◆ DATA FOR PROCESSING:
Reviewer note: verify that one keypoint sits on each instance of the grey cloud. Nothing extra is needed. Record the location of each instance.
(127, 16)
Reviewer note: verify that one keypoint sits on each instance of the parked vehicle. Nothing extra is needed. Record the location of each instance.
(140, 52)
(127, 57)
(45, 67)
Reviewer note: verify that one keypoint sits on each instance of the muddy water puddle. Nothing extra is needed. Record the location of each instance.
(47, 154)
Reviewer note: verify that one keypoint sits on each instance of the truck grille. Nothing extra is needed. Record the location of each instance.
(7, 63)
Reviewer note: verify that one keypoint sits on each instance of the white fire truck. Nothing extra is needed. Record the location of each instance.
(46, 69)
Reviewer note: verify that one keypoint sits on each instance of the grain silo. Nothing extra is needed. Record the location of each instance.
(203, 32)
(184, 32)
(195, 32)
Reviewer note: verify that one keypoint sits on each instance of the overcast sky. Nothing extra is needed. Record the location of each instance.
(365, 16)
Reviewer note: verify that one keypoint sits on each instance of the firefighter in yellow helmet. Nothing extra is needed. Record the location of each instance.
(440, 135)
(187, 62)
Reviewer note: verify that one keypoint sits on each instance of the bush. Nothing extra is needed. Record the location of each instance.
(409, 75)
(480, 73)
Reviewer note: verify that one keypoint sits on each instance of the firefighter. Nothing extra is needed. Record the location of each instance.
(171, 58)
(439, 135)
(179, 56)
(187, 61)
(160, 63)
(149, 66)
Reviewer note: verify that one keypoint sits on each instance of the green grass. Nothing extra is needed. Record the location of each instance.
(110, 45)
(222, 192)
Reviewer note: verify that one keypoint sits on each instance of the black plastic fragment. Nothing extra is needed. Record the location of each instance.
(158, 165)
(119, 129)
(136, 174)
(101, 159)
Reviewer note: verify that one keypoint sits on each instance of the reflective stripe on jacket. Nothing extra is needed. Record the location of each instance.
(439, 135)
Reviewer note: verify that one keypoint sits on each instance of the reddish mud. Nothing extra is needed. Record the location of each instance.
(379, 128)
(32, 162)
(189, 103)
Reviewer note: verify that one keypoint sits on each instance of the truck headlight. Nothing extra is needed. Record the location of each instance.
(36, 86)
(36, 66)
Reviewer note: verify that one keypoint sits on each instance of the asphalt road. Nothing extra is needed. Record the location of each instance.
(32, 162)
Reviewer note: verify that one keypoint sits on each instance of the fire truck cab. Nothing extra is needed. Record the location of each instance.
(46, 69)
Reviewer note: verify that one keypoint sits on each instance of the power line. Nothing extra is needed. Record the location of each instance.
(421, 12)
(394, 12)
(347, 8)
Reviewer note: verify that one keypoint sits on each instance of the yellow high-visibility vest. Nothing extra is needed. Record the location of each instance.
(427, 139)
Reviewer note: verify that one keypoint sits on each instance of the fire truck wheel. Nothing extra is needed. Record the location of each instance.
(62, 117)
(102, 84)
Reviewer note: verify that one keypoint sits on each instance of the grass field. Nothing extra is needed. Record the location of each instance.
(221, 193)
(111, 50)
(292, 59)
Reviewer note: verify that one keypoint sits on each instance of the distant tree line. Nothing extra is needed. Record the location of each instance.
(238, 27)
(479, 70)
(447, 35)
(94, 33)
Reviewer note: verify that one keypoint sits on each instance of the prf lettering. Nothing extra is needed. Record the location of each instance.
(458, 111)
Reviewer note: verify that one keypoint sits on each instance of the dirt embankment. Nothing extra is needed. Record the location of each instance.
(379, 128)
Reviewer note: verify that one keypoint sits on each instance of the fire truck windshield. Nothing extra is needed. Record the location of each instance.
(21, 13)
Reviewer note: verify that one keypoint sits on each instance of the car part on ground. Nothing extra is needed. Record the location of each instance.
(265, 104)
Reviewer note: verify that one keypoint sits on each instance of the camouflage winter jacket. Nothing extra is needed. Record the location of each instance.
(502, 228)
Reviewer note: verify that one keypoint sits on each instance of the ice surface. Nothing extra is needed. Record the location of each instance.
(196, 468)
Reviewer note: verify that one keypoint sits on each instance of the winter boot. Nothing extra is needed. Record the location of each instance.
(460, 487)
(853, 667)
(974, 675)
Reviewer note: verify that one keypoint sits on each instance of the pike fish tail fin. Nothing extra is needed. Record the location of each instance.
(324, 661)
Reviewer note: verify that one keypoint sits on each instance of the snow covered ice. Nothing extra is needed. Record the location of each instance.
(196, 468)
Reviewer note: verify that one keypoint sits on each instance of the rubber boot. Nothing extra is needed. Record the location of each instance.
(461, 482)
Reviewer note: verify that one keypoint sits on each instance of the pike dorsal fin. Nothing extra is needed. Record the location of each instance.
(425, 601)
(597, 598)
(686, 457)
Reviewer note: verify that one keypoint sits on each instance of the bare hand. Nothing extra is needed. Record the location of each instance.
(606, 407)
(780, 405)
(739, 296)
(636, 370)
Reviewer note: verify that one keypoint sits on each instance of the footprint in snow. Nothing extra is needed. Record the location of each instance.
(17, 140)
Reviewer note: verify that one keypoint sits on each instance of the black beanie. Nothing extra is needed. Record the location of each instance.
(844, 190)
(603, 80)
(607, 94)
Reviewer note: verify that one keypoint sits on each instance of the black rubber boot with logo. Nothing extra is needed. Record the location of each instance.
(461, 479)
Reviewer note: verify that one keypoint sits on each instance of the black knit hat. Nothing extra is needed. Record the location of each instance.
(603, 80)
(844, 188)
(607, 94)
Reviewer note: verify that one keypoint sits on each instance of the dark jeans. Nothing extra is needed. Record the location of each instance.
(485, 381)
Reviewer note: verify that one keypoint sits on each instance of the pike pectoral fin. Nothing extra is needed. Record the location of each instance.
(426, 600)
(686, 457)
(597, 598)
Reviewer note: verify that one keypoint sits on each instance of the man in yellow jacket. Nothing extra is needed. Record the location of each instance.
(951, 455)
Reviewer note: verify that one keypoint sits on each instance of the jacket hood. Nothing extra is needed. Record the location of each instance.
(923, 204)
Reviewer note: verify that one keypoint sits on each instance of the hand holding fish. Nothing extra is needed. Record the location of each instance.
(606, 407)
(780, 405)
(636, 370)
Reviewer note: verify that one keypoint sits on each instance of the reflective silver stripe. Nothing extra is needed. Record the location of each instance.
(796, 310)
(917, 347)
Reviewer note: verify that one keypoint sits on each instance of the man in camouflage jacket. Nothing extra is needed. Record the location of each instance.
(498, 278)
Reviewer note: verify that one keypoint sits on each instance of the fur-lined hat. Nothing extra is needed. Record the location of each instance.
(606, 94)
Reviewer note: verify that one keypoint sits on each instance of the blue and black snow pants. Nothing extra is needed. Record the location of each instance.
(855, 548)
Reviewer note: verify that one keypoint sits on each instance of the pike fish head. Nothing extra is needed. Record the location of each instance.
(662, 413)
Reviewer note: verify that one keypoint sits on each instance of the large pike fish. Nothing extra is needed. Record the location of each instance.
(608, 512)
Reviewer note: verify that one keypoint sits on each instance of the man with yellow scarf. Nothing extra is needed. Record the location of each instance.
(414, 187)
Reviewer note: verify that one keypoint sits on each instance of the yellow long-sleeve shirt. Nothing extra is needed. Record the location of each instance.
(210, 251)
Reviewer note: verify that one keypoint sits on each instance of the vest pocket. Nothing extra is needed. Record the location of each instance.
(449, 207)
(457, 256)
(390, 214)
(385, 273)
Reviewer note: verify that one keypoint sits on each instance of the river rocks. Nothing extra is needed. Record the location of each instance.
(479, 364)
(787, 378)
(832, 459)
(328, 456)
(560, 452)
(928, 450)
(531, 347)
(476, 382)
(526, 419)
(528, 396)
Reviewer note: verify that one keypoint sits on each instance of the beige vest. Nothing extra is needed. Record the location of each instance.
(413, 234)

◆ BRIEF:
Please restate the data word for word, every record included.

◆ WRITTEN RESPONSE:
Reviewer note: verify that one keypoint sits on each instance of the grey cloud. Nothing extra is needed. Record the location of each instance.
(127, 16)
Reviewer note: verify that one keypoint sits on each instance of the parked vehicle. Nothing extra is needed. Record the location of each instance.
(140, 52)
(127, 57)
(45, 67)
Reviewer note: verify that one keypoint sits on each instance of the muddy water puddle. Nothing extra is needed. Record the location of each instance.
(47, 154)
Reviewer note: verify that one keypoint sits on each instance of the truck grille. Nothing extra is needed. Record the location of each instance.
(7, 63)
Reviewer note: verify that one keypoint sits on each instance of the white fire truck. Nothing extra is needed. Record the location of each instance.
(46, 69)
Reviewer note: verify that one keypoint sits on each instance of the grain silo. Nothing extra is needed. Record the location of each instance.
(203, 32)
(184, 32)
(195, 32)
Reviewer note: verify that one keypoint sits on each instance of the overcast sky. Nothing extra is needed. Record the location of each instance.
(365, 16)
Reviewer note: verify that one keypoint sits on each instance of the firefighter in yellow helmet. Nothing extra is needed. Record the location of each instance.
(440, 135)
(187, 62)
Reviewer note: verify that one keypoint sits on each instance of the bush. Nothing extra is needed. Record the location of each instance.
(409, 75)
(480, 73)
Reviewer note: verify that one keypoint sits on each instance of the firefighter. Nothing extra is needed. Record the location of each instance.
(171, 58)
(439, 135)
(179, 56)
(187, 61)
(160, 63)
(149, 66)
Reviewer note: verify that one keypoint sits on each instance of the green grass. Nothing extra is needed. Record the location of each instance.
(110, 45)
(222, 192)
Reviewer note: verify that one keypoint sits on each instance of the black plastic fragment. Nothing extra is needed. Record the location of each instance.
(158, 165)
(119, 129)
(136, 174)
(101, 159)
Reviewer note: verify that one keypoint sits on each instance of the reflective stripe on jacket. Nothing extra is needed. Record the location of each instance.
(439, 135)
Reviewer note: verify that one keypoint sits on each instance of the reddish mud. Nothing extra is needed. Record the location of each instance.
(379, 128)
(32, 162)
(189, 103)
Reviewer note: verify that one keypoint sits on each instance of the truck headlight. Nothing extra is needed. Record the location of each instance.
(36, 86)
(36, 66)
Reviewer note: verify that one keypoint sits on each instance of the asphalt road. Nothing extra is needed. Record the location of each instance.
(32, 162)
Reviewer note: verify that one keypoint sits on each instance of the fire truck cab. Nothing extra is needed. Record the location of each instance.
(46, 69)
Reviewer note: verify that one keypoint sits on each instance of the power line. Nothing extra is needed. Record the location of each instance.
(421, 12)
(394, 12)
(347, 8)
Reviewer note: verify that one keypoint sits on each instance of the yellow high-visibility vest. Nothing extra is needed. Record the location of each instance.
(427, 139)
Reviewer note: verify that one keypoint sits on each instance of the fire truck wheel. Nothing extra is needed. Record the location of each instance.
(62, 117)
(102, 84)
Reviewer note: verify that one keypoint sits on each instance of the grass field. Nothing extra is needed. Record the location of each instance.
(221, 193)
(111, 50)
(292, 59)
Reviewer note: verify that one keypoint sits on each instance of the distant tree line. Nothing extra is needed. Record the location of each instance.
(238, 27)
(479, 70)
(447, 35)
(94, 33)
Reviewer note: verify that one keypoint sits on each instance of the prf lettering. Nothing extra is needed. Record the location of each instance.
(458, 111)
Reviewer note: verify that one keypoint sits on each instance of the dirt embankment. Nothing extra is needed. Record the location of each instance.
(379, 128)
Reviewer note: verify that one keypoint sits on each instance of the fire truck windshield. Nothing extra is needed. Record the location of each instance.
(21, 13)
Reviewer note: verify that one keypoint sits on each instance of the car part on ground. Nothing extra is needed. Record the location of each instance.
(265, 104)
Reviewer note: verify that one keypoint sits on each instance of the camouflage winter jacket. Nothing extra is needed. Record the location of each instance.
(502, 228)
Reviewer note: verify that one keypoint sits on each instance of the ice surface. Nothing extra is needed. Record the location of each instance.
(196, 468)
Reviewer note: verify that one keypoint sits on each instance of the winter boot. Nothing extra is needed. Record the location of each instance.
(460, 487)
(853, 667)
(974, 675)
Reviewer note: verify that one keypoint sits on each instance of the pike fish tail fin. Nothing extra is needed. Record the location of each instance.
(324, 661)
Reviewer note: verify that one keypoint sits on each instance of the snow covered ice. Nothing extra is needed. Record the location of each instance.
(196, 468)
Reviewer note: verify that one keypoint sits on each instance of the rubber boot. Nothing extra is needed. Record the location of each instance.
(461, 482)
Reviewer note: verify that one keypoint sits on each instance of the pike dorsal fin. Nothing extra is needed. Record the location of each instance.
(425, 601)
(597, 598)
(686, 457)
Reviewer note: verify that one keypoint sits on each instance of the bare hand. Nothing extra is needed. Record the location of each instance.
(606, 407)
(780, 405)
(739, 296)
(636, 370)
Reviewer note: verify that one keypoint sits on each instance of the footprint in snow. Nothing extra is needed. Record the location of each instance.
(17, 140)
Reviewer note: verify that one keypoint sits on each instance of the black beanie. Nothing extra is needed. Record the location of each instance.
(844, 190)
(603, 80)
(607, 94)
Reviewer note: verify that one keypoint sits on each instance of the black rubber boot with logo. Nothing extra is needed. Record the location of each instance.
(461, 479)
Reviewer note: verify that one keypoint sits on each instance of the black knit hat. Nothing extra is needed. Record the location of each instance.
(603, 80)
(844, 188)
(607, 94)
Reviewer note: verify that one keypoint sits on each instance of the dark jeans. Nothing extra is needed. Record the location of each instance.
(485, 381)
Reviewer note: verify that one keypoint sits on each instance of the pike pectoral fin. Nothing extra is needed. Record the location of each instance.
(426, 600)
(686, 457)
(597, 598)
Reviewer note: verify that one keypoint sits on each instance of the man in yellow jacket. Nothing extra is needed. Record the location of each instance.
(951, 455)
Reviewer note: verify that one keypoint sits on each instance of the jacket hood. Nothing extra is needed. Record the location of each instance.
(923, 204)
Reviewer note: verify that one keypoint sits on each instance of the hand holding fish. Nothing extra is needed. Record the location of each instance.
(606, 407)
(780, 405)
(636, 370)
Reviewer note: verify that one keypoint sits on each instance of the reflective silver stripe. Nothing extra is needed. Record the location of each instance.
(796, 310)
(917, 347)
Reviewer note: verify that one keypoint sits on each instance of the man in camouflage jacket. Nothing extra is needed. Record the location of each instance.
(498, 278)
Reviewer note: verify that one keypoint sits on each instance of the fur-lined hat. Nothing extra is needed. Record the location of each instance.
(606, 94)
Reviewer note: verify that one keypoint sits on each instance of the blue and black snow pants. Nothing extra is needed. Record the location of each instance.
(855, 548)
Reviewer note: verify that one keypoint sits on each instance of the pike fish head. Nothing extra is needed. Record the location of each instance.
(662, 413)
Reviewer note: verify that one keypoint sits on each instance of the large pike fish. Nothing extra is needed. Record the location of each instance.
(608, 512)
Reviewer note: verify that one keypoint sits on each instance of the man with yellow scarf. Nothing extra is needed. Record the location of each instance.
(414, 187)
Reviewer note: verify that one keypoint sits on each instance of the yellow long-sleeve shirt. Nothing extra is needed. Record the location of each instance.
(210, 251)
Reviewer note: verify that one keypoint sits on each instance of the vest pocket. Nothing extra is needed. Record the location of each instance.
(449, 207)
(457, 256)
(390, 214)
(385, 273)
Reviewer note: verify that one keypoint sits on each instance of the river rocks. Nothing extra is needed. Record the location of each instance.
(479, 364)
(787, 378)
(832, 459)
(328, 456)
(560, 452)
(928, 450)
(531, 347)
(476, 382)
(526, 419)
(528, 396)
Reviewer note: verify that one keypoint sits on each instance of the beige vest. Nothing extra is needed. Record the location of each instance.
(413, 234)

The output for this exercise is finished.